▸ **The task**: What you give back must match the data character for character.

▸ **Records shown**:
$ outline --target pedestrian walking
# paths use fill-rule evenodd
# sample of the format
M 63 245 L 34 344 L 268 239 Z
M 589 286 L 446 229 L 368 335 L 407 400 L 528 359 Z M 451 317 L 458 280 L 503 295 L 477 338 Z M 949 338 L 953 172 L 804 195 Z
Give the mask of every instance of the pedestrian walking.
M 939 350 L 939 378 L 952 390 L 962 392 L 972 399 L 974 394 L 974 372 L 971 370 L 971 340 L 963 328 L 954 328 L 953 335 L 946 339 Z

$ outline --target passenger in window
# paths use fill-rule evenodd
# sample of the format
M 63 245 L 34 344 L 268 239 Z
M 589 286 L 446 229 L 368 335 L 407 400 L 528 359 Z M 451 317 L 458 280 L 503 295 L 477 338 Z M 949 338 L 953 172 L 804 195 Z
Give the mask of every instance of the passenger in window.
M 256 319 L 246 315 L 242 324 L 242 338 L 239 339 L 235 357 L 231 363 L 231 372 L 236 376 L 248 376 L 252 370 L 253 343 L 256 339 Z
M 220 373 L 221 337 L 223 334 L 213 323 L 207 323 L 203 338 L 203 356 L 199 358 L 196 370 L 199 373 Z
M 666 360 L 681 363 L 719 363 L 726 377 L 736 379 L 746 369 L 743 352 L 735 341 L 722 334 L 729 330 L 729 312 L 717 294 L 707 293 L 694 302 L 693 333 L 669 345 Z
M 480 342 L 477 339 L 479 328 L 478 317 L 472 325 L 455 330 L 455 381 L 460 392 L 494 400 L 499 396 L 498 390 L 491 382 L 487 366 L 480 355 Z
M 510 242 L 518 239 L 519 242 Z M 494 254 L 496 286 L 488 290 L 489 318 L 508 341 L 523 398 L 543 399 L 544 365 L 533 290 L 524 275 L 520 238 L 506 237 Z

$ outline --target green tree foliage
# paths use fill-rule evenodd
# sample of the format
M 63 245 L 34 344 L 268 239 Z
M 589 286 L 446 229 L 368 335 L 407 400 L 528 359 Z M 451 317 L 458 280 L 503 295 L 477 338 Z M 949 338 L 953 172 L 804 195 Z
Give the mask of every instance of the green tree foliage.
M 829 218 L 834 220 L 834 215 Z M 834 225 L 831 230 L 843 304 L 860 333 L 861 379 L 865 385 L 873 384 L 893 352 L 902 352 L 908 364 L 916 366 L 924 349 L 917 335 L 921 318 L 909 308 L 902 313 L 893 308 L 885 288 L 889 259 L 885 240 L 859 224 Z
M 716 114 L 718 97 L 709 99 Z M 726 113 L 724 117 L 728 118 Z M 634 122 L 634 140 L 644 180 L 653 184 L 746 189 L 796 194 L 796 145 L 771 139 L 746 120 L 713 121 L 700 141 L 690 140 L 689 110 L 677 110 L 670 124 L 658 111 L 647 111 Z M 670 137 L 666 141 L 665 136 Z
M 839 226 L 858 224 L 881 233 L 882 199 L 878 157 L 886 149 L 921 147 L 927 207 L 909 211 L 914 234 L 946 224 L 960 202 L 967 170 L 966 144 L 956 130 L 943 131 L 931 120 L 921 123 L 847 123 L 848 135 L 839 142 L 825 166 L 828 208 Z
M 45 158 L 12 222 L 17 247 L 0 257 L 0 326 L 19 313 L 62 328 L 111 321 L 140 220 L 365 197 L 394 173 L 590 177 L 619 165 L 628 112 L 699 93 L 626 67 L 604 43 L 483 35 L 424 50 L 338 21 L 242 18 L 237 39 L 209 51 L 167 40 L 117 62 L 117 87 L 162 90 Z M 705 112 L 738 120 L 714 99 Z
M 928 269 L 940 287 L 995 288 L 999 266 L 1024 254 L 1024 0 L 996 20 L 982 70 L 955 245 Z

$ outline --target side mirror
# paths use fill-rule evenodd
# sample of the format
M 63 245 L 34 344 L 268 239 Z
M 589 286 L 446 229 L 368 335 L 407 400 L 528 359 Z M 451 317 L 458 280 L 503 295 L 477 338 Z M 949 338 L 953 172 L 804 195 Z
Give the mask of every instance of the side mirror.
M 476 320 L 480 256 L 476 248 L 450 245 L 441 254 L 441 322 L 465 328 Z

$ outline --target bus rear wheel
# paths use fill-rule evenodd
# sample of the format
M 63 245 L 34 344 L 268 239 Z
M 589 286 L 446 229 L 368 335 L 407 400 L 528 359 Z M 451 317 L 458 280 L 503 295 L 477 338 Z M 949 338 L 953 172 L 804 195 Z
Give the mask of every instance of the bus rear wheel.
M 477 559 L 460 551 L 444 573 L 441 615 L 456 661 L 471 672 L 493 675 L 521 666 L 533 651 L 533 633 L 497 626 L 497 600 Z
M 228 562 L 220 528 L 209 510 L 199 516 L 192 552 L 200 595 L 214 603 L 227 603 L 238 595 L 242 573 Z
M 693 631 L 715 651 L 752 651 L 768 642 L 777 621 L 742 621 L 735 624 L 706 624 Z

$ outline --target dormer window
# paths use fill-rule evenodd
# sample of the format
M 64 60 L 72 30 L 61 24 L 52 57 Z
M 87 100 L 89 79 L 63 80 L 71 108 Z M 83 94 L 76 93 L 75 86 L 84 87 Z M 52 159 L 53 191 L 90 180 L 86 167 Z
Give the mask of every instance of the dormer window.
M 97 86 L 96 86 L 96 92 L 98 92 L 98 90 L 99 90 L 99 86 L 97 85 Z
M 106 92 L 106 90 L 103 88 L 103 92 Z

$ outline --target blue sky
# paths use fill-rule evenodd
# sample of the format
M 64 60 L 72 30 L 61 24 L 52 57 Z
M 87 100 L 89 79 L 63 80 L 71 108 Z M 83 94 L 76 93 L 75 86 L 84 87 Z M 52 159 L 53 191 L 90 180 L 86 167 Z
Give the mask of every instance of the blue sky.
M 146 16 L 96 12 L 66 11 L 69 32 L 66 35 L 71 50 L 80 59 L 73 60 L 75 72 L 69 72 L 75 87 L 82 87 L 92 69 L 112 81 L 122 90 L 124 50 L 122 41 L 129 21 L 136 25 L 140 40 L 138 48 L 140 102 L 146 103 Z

▸ **Answer to this task**:
$ outline --target pedestrian walking
# paths use fill-rule evenodd
# sample of the format
M 63 245 L 34 344 L 268 239 Z
M 589 286 L 446 229 L 368 335 L 407 400 L 528 359 Z M 451 317 L 458 280 L 503 295 L 477 338 Z M 949 338 L 953 172 L 804 195 Z
Give the mask of every instance of the pedestrian walking.
M 939 350 L 939 378 L 952 390 L 962 392 L 972 399 L 974 394 L 974 372 L 971 370 L 971 340 L 963 328 L 954 328 L 953 335 L 946 339 Z

$ outline --target passenger in window
# paths use fill-rule evenodd
# sample of the format
M 63 245 L 34 344 L 268 239 Z
M 589 286 L 446 229 L 368 335 L 407 400 L 528 359 Z M 451 317 L 458 280 L 503 295 L 477 338 Z M 949 338 L 953 172 L 804 195 Z
Give the mask of every instance of the passenger in window.
M 256 319 L 246 315 L 242 324 L 242 338 L 239 339 L 235 357 L 231 363 L 231 372 L 236 376 L 248 376 L 252 370 L 253 343 L 256 339 Z
M 220 373 L 221 337 L 223 334 L 213 323 L 207 323 L 203 338 L 203 356 L 199 358 L 196 370 L 199 373 Z
M 666 360 L 681 363 L 719 363 L 726 377 L 736 379 L 746 369 L 743 352 L 735 341 L 722 334 L 729 330 L 729 312 L 717 294 L 707 293 L 694 302 L 693 333 L 669 345 Z
M 480 342 L 477 339 L 479 328 L 478 317 L 472 325 L 455 330 L 455 381 L 460 392 L 494 400 L 499 396 L 498 390 L 491 382 L 487 366 L 480 355 Z
M 510 242 L 518 239 L 519 242 Z M 494 254 L 496 286 L 488 290 L 489 318 L 508 341 L 523 398 L 543 399 L 544 365 L 533 290 L 524 275 L 520 238 L 506 237 Z

$ outline --target green tree foliage
# paths use fill-rule evenodd
# sample of the format
M 63 245 L 34 344 L 268 239 Z
M 589 286 L 446 229 L 368 335 L 407 400 L 528 359 Z M 451 317 L 458 280 L 503 295 L 477 338 Z M 949 338 L 953 172 L 804 195 Z
Give the mask of every instance of the green tree foliage.
M 829 218 L 834 220 L 834 215 Z M 834 225 L 831 230 L 843 304 L 860 333 L 861 379 L 865 385 L 873 384 L 893 352 L 902 352 L 908 364 L 916 366 L 924 349 L 917 335 L 921 318 L 909 308 L 902 313 L 893 308 L 885 288 L 889 259 L 885 240 L 859 224 Z
M 716 114 L 718 97 L 709 99 Z M 726 113 L 724 117 L 728 118 Z M 634 122 L 634 140 L 644 180 L 653 184 L 746 189 L 796 194 L 796 145 L 771 139 L 746 120 L 713 121 L 700 141 L 690 140 L 689 110 L 677 110 L 670 124 L 658 111 L 647 111 Z M 670 137 L 666 141 L 665 136 Z
M 839 226 L 858 224 L 881 233 L 882 199 L 878 157 L 886 149 L 921 147 L 927 207 L 909 211 L 914 234 L 946 224 L 960 202 L 967 170 L 966 144 L 956 130 L 943 131 L 931 120 L 921 123 L 847 123 L 848 135 L 839 142 L 825 166 L 828 208 Z
M 45 158 L 12 222 L 17 247 L 0 257 L 0 326 L 19 313 L 62 328 L 111 321 L 140 220 L 365 197 L 394 173 L 590 177 L 619 165 L 628 112 L 699 93 L 626 67 L 604 43 L 483 35 L 424 50 L 338 21 L 242 18 L 237 39 L 209 51 L 167 40 L 117 62 L 117 87 L 162 90 Z M 705 112 L 738 120 L 714 99 Z
M 928 269 L 940 287 L 995 288 L 999 266 L 1024 254 L 1024 0 L 996 20 L 982 70 L 955 245 Z

$ outline --target side mirror
# paths use fill-rule evenodd
# sample of the format
M 63 245 L 34 344 L 268 239 Z
M 589 286 L 446 229 L 368 335 L 407 400 L 528 359 Z M 451 317 L 458 280 L 503 295 L 477 338 Z M 949 338 L 953 172 L 804 195 Z
Give the mask of every instance of the side mirror.
M 476 320 L 480 256 L 476 248 L 450 245 L 441 254 L 441 322 L 465 328 Z

$ outline --target bus rear wheel
# paths use fill-rule evenodd
# sample of the format
M 63 245 L 34 344 L 268 239 Z
M 589 286 L 446 229 L 368 335 L 407 400 L 528 359 Z M 451 317 L 458 280 L 503 295 L 477 338 Z M 949 338 L 953 172 L 804 195 Z
Give the mask of every instance of the bus rear wheel.
M 477 559 L 460 551 L 444 573 L 441 615 L 456 661 L 471 672 L 493 675 L 521 666 L 533 651 L 533 633 L 497 626 L 497 600 Z
M 228 562 L 220 528 L 209 510 L 199 516 L 192 552 L 200 595 L 214 603 L 227 603 L 238 595 L 242 573 Z
M 693 631 L 715 651 L 752 651 L 768 642 L 777 621 L 742 621 L 735 624 L 706 624 Z

$ outline --target dormer window
# paths use fill-rule evenodd
# sample of the format
M 64 60 L 72 30 L 61 24 L 52 57 Z
M 87 100 L 89 79 L 63 80 L 71 108 Z M 83 94 L 76 93 L 75 86 L 84 87 Z M 52 159 L 53 191 L 90 180 L 86 167 Z
Give the mask of every instance of the dormer window.
M 97 86 L 96 86 L 96 92 L 98 92 L 98 90 L 99 90 L 99 86 L 97 85 Z
M 106 92 L 106 90 L 103 88 L 103 92 Z

$ outline --target blue sky
# paths use fill-rule evenodd
# sample of the format
M 64 60 L 72 30 L 61 24 L 52 57 Z
M 87 100 L 89 79 L 63 80 L 71 108 Z M 83 94 L 76 93 L 75 86 L 84 87 Z M 52 159 L 53 191 L 90 180 L 86 167 Z
Give the mask of every instance of the blue sky.
M 146 16 L 96 12 L 66 11 L 69 32 L 66 35 L 71 50 L 80 59 L 73 60 L 75 72 L 69 72 L 75 87 L 82 87 L 92 69 L 112 81 L 122 90 L 124 50 L 122 41 L 129 21 L 136 25 L 140 40 L 138 48 L 140 102 L 146 103 Z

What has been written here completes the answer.